Render every entry verbatim.

Material supplied:

----------------

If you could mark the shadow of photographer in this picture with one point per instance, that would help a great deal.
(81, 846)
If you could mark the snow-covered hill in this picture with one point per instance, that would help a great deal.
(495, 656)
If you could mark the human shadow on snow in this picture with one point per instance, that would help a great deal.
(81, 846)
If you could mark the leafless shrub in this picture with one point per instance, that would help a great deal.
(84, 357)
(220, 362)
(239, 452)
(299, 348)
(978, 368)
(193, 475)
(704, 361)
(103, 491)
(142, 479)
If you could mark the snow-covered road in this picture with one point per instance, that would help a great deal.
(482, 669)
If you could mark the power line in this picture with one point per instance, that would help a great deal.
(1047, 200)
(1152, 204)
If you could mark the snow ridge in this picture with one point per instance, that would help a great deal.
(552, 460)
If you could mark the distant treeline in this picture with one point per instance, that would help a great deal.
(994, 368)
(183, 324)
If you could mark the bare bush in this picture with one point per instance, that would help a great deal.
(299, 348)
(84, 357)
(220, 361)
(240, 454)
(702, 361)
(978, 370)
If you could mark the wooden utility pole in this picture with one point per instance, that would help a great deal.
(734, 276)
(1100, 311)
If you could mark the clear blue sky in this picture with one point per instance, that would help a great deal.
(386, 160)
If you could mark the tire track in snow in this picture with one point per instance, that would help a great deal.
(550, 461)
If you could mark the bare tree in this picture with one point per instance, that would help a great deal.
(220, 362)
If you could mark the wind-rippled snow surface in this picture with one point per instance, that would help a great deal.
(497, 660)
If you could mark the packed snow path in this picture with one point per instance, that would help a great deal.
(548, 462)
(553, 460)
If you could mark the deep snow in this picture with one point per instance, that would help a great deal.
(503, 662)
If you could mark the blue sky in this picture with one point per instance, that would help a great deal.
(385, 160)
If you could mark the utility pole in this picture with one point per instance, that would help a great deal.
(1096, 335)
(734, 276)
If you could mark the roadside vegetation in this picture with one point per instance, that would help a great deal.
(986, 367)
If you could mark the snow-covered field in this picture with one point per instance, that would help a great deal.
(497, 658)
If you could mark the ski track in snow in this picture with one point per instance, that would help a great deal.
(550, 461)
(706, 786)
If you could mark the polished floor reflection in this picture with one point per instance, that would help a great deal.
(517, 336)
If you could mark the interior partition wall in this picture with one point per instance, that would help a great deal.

----------------

The reply:
If you could mark the shadow of photographer in this picture with one point per instance, that would help a great deal.
(81, 846)
If you could mark the snow-covered hill in this picture with one point per instance, that would help a great deal.
(495, 656)
If you could mark the human shadow on snow in this picture with one point per instance, that would help a great deal.
(81, 846)
If you could mark the leafless shrub in this picture with one point per instance, that would help a great deal.
(84, 357)
(220, 362)
(239, 452)
(299, 348)
(978, 368)
(193, 475)
(704, 361)
(103, 491)
(142, 479)
If you could mark the snow-covered road in this picture with one point per instance, that would help a great deal.
(482, 669)
If you could mark the power line in this picture with one point per instance, that would help a great deal.
(1047, 200)
(1152, 204)
If you could mark the snow ridge in this picture with one point per instance, that would help a great deal.
(552, 460)
If you could mark the distant treeline in this picture with one point per instance, that would help a great deal.
(994, 368)
(183, 324)
If you could mark the bare bush in this picture with one point per instance, that would help a great deal.
(299, 348)
(84, 357)
(220, 361)
(240, 454)
(702, 361)
(978, 370)
If you could mark the wooden utility pole in this picture with one point per instance, that would help a great deal.
(734, 276)
(1100, 311)
If you could mark the clear blue sky in this picture with one point per instance, that would help a great deal.
(386, 160)
If you could mark the tire track in snow in this picture with one point per instance, that would help a great deal.
(550, 461)
If you could mark the bare tree in this picture with one point per instance, that would help a great deal.
(220, 362)
If you could mark the wind-rippled snow surface in this picture with one point per instance, that would help a great deal.
(497, 660)
If you could mark the packed snow path in this picture with one point per instance, that would help a great deal.
(548, 462)
(553, 460)
If you could mark the deep snow in this picture with one point per instance, that would help a great deal.
(503, 662)
If you could mark the blue sky in this picture with one point per instance, that would help a great deal.
(385, 160)
If you could mark the utility pole in this picture with one point per instance, that would help a great deal.
(1096, 335)
(734, 276)
If you could mark the roadside vegetation in this picture with one point per instance, that would help a great deal.
(986, 367)
If you could mark the snow-covered field in this picture with one point per instance, that would help a great deal.
(497, 658)
If you could mark the ski track in snow in this picture with one point per instance, that would help a great deal.
(550, 461)
(706, 786)
If you could mark the polished floor reflection in this picture with one point per instance, that would help a great deal.
(517, 336)
If you could mark the interior partition wall in this picture with one point per instance, that would help a great deal.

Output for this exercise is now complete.